◆ **Assigned task**: Which lines of the records below contain the word "mask"? Copy each of them out.

◆ **The data**:
####################
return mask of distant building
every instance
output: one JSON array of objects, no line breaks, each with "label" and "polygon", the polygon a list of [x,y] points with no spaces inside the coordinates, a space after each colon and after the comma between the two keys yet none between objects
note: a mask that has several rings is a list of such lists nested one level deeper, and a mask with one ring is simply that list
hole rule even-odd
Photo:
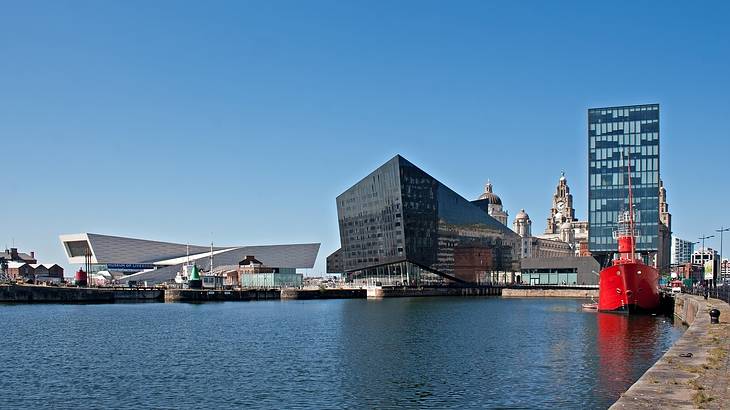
####################
◆ **Exercise solution**:
return mask of distant building
note: a mask that has several rings is a list of such lists nested one level deeper, and a mask with one ring is simply that list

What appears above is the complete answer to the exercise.